--- RECORDS SHOWN ---

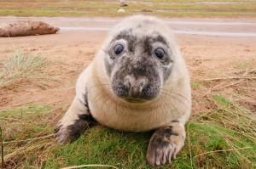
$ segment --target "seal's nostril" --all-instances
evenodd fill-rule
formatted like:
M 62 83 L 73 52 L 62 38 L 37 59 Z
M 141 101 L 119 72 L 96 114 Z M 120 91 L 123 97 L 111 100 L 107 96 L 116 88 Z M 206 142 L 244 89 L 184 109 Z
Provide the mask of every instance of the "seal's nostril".
M 124 85 L 127 87 L 130 97 L 138 97 L 143 88 L 147 86 L 148 80 L 145 76 L 135 77 L 127 76 L 125 78 Z

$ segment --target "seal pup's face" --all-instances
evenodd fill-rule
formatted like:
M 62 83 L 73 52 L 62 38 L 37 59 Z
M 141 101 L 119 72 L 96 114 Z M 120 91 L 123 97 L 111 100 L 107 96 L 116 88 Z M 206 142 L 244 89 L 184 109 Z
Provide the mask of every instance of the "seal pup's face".
M 125 20 L 113 30 L 104 64 L 110 87 L 119 98 L 137 103 L 160 95 L 174 61 L 161 26 L 158 20 L 138 16 Z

---

- _EXERCISE DESCRIPTION_:
How many lines above contain the string "nostril"? Reply with the number alone.

- _TASK RESPONSE_:
2